* **Required task**: Reproduce word for word the stretch of entries from the line containing "Tag the shrub" through the end of the entries, including both ends.

* **Provided records**:
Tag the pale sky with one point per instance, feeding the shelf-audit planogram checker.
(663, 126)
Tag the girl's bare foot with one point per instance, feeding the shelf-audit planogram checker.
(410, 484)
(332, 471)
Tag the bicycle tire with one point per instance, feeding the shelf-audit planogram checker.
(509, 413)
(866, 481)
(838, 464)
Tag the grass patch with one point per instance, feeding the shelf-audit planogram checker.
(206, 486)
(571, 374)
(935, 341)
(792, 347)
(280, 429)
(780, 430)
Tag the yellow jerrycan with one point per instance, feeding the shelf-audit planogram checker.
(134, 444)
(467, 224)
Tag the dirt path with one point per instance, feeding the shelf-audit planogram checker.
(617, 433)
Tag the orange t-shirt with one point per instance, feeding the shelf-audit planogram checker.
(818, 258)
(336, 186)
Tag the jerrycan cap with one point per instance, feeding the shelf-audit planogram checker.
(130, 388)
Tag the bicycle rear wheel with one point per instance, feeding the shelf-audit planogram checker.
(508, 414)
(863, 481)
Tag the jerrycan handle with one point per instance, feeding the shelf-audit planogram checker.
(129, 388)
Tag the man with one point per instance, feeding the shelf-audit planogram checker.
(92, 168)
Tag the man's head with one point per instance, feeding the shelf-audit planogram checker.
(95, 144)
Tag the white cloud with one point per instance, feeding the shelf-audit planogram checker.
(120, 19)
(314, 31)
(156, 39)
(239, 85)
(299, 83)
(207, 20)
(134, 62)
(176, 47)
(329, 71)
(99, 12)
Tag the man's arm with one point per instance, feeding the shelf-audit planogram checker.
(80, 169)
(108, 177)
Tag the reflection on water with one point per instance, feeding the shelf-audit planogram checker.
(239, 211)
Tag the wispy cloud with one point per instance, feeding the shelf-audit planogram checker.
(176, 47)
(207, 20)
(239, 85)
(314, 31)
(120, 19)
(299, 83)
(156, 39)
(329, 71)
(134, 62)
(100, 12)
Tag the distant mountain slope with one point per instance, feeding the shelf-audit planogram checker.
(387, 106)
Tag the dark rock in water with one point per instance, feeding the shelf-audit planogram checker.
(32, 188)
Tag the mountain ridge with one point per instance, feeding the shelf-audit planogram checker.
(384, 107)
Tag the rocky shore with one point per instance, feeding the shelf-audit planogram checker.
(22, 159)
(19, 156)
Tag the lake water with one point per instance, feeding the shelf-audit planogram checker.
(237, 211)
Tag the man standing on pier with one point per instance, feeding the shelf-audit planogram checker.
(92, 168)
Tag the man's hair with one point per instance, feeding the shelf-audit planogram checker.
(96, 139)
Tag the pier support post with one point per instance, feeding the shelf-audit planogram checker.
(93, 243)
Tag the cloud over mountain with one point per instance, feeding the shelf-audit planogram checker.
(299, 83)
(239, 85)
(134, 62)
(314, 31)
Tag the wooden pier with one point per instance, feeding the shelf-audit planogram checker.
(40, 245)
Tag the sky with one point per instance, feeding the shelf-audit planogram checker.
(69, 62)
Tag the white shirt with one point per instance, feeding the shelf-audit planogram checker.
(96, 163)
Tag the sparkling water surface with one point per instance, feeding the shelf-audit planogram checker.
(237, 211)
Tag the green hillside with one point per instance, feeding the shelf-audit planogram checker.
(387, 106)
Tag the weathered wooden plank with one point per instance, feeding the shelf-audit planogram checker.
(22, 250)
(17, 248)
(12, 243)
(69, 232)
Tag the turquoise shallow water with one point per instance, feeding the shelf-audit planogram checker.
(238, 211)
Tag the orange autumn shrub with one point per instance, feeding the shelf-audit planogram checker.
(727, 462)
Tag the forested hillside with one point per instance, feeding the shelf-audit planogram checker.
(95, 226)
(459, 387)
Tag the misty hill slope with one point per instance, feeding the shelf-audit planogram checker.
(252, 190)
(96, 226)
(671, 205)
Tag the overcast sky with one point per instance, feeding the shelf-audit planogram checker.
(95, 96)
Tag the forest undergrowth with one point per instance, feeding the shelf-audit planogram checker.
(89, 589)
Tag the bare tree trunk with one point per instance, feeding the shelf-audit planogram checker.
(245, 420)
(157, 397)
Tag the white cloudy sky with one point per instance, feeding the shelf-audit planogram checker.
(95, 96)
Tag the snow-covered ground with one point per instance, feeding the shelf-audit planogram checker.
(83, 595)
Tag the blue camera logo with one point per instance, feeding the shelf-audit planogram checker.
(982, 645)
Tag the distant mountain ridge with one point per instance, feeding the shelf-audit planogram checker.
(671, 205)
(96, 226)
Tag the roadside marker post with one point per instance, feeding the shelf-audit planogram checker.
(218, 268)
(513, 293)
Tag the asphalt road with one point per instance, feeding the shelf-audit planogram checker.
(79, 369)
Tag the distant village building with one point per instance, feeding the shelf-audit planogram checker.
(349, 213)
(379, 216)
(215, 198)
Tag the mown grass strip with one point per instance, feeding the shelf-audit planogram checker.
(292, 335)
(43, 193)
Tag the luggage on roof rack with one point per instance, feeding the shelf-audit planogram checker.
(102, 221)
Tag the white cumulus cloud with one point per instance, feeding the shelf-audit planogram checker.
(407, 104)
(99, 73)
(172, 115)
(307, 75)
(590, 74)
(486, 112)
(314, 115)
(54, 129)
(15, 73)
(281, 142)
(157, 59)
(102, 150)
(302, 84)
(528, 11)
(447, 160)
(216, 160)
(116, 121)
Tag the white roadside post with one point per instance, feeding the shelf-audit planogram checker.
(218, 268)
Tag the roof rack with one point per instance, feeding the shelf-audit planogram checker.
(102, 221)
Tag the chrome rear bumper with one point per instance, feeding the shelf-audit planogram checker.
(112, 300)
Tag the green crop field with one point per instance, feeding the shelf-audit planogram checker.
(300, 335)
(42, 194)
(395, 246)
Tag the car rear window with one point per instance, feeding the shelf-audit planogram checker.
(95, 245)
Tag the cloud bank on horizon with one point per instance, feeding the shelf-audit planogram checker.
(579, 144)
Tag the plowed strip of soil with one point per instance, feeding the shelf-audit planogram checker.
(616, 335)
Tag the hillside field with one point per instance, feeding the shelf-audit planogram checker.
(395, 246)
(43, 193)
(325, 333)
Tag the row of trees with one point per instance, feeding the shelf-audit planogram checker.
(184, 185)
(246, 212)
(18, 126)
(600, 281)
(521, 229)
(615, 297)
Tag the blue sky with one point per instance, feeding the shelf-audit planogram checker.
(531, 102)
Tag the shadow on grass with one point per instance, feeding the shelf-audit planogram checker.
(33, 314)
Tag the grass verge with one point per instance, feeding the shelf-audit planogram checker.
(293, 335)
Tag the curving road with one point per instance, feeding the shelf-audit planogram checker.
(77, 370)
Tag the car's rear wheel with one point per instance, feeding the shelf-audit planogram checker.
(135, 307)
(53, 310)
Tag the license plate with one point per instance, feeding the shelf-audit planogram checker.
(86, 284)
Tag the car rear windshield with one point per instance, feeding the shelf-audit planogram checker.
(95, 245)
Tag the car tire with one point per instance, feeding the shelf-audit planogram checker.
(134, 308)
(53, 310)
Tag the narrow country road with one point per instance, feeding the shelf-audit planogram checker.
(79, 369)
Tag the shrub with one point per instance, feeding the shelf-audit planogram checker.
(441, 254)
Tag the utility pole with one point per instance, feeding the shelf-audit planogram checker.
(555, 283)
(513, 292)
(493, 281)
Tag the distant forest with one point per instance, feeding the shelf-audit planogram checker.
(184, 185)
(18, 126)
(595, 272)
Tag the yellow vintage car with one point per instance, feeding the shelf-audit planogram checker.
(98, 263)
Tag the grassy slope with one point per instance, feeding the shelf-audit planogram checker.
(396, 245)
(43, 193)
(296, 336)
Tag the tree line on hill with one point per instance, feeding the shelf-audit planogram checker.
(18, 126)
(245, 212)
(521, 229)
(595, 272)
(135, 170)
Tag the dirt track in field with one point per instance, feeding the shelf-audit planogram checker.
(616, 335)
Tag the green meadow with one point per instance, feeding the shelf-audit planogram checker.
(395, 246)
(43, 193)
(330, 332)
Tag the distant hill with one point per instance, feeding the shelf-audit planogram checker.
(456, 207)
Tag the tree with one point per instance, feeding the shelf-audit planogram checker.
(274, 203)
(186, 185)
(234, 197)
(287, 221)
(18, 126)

* **Exercise solution**:
Tag the shrub with one point per instance, feeding the shelf-audit planogram checker.
(441, 254)
Tag the utility pole with one point per instance, feeding the shelf-audit planogram checker.
(555, 283)
(513, 292)
(493, 281)
Tag the distant forest with one point per instance, feeding the shelf-audit planogram checker.
(184, 185)
(18, 126)
(595, 272)
Tag the yellow vintage car with one point per instance, feeding the shelf-audit planogram checker.
(98, 263)
Tag the grassy slope with one point per instance, feeding the shelf-audit planogram checker.
(396, 245)
(43, 193)
(296, 336)
Tag the tree line on hill with one point per instance, feeding the shelf-audit planogram checker.
(18, 126)
(245, 212)
(521, 229)
(595, 272)
(135, 170)
Tag the dirt track in field with one point per instance, feeding the shelf-audit planogram checker.
(616, 335)
Tag the green meadow with one point per instance, feeding the shelf-audit planogram checker.
(395, 246)
(43, 193)
(330, 332)
Tag the distant hill with one point per instance, feeding the shelf-audit planogram checker.
(456, 207)
Tag the tree with one point per instance, feeding the shelf-audit planogram checker.
(274, 203)
(186, 185)
(234, 197)
(287, 221)
(18, 126)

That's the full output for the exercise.